WHAT THE TASK REQUIRES: Write out the items from the line containing "TARGET = cornfield" through the end of the items, substituting "overcast sky" for "cloudy sky" and leaving everything else unchanged.

DATA:
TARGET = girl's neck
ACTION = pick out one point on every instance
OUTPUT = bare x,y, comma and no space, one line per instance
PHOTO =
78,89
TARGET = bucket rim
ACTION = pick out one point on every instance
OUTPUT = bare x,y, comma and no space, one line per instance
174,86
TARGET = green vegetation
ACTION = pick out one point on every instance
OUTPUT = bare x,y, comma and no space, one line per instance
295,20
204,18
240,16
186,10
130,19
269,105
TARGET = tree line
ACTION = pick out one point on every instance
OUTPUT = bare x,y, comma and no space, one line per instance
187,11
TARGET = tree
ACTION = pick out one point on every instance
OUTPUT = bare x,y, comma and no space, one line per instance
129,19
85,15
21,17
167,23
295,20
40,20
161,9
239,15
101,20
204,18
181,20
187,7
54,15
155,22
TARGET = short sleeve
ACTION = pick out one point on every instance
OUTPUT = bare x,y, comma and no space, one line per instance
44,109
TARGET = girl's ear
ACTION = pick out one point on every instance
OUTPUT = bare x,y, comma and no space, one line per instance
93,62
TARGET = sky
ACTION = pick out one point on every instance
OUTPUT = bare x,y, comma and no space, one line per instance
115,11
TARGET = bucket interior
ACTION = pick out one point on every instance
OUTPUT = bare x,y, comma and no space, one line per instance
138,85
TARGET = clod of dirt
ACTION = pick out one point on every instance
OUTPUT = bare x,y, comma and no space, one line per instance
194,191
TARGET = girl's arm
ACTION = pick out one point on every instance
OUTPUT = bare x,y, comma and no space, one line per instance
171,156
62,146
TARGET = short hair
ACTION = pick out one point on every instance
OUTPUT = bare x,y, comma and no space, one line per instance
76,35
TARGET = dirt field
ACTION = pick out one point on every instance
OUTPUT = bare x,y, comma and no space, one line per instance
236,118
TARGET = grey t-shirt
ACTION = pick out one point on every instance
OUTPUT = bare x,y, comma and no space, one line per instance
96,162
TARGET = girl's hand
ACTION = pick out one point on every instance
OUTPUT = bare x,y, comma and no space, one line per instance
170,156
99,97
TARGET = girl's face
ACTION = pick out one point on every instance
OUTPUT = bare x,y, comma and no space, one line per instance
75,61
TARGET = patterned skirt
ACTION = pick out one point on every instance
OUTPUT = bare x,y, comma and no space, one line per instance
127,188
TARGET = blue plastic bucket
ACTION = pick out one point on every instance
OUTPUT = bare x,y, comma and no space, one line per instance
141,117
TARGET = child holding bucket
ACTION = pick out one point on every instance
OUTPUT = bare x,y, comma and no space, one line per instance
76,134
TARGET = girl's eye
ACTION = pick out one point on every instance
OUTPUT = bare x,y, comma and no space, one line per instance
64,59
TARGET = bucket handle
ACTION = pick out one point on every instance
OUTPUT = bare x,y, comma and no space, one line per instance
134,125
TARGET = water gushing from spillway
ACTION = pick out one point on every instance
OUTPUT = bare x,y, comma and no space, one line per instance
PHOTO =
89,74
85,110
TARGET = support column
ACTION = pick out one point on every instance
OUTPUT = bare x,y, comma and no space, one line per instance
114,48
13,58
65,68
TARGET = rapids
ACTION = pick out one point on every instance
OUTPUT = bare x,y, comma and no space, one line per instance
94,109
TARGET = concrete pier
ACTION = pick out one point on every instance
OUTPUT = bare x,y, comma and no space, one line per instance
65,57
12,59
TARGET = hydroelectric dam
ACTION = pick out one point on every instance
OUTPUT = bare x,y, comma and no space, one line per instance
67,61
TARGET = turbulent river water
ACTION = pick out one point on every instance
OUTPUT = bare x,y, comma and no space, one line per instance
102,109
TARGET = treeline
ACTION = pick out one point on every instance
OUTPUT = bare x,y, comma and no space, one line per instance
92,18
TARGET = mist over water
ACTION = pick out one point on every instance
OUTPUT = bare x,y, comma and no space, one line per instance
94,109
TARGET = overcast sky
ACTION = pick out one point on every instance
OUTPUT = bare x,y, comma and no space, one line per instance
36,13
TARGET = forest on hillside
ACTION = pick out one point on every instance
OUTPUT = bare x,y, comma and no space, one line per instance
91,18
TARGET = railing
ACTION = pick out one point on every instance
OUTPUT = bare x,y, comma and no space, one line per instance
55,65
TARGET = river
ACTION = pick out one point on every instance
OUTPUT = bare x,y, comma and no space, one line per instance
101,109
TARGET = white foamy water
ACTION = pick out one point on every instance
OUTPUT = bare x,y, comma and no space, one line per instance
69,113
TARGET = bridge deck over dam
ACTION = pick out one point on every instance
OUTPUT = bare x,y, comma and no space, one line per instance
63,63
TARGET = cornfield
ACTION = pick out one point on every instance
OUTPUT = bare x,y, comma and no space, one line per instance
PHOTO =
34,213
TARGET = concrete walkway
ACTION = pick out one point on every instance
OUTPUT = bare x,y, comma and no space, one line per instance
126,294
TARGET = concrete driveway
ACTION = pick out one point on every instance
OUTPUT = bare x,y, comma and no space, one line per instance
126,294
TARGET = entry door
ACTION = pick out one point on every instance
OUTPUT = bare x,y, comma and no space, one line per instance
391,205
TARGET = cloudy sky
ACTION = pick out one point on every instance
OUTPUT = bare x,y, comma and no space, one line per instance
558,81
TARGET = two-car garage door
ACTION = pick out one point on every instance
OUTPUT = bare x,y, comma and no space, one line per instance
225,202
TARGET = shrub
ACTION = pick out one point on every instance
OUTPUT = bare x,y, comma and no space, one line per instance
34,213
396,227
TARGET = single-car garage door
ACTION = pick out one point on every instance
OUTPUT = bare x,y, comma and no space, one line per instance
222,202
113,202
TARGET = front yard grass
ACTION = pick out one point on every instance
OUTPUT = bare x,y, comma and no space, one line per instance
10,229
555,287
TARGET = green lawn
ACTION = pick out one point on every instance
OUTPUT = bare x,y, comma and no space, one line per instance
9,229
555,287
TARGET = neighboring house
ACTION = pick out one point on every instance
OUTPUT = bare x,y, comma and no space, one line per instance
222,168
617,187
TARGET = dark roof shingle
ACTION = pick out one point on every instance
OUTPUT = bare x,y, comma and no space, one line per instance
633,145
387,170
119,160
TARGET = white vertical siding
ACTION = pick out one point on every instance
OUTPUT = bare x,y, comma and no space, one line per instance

WRITTEN SOLUTION:
TARGET = cornfield
ACTION = pick out one point on every instance
OUTPUT = bare x,y, comma and no space, one line per instance
PHOTO =
34,213
TARGET = concrete walkway
ACTION = pick out one point on every instance
OUTPUT = bare x,y, comma and no space, one line per instance
126,294
TARGET = concrete driveway
ACTION = pick out one point on every instance
OUTPUT = bare x,y, comma and no space, one line per instance
126,294
TARGET = entry door
ACTION = pick out one point on every instance
OUTPUT = bare x,y, comma and no space, one line per instance
391,205
TARGET = overcast sky
ACTION = pick out one point on every instance
OUTPUT = bare x,y, comma and no space, one line per instance
558,81
TARGET = two-car garage door
ACTION = pick out one point on every instance
OUTPUT = bare x,y, comma and no space, one line per instance
225,202
TARGET = shrub
ACTION = pick out one point on every instance
OUTPUT = bare x,y, comma and no space, one line per instance
34,213
396,227
TARGET = single-car garage door
ACTION = pick out one point on every instance
OUTPUT = bare x,y, comma and no space, one line per instance
222,202
113,202
TARGET = front yard grass
ACTION = pick out one point on every instance
OUTPUT = bare x,y, comma and no space, one line per instance
10,229
555,287
TARGET = green lawn
ACTION = pick out one point on every instance
OUTPUT = bare x,y, comma and no space, one line per instance
9,229
555,287
TARGET = neighboring house
ACTION = pick out one point on every instance
OUTPUT = bare x,y, comma and no space, one line per instance
222,168
617,187
TARGET = dark roof shingle
ACTION = pick out one point on every instance
OUTPUT = bare x,y, comma and no space, one line per instance
633,145
387,170
119,160
TARGET = white vertical siding
ACTION = pick out one point on every instance
OUTPUT = bare x,y, comma and no space, one line per instance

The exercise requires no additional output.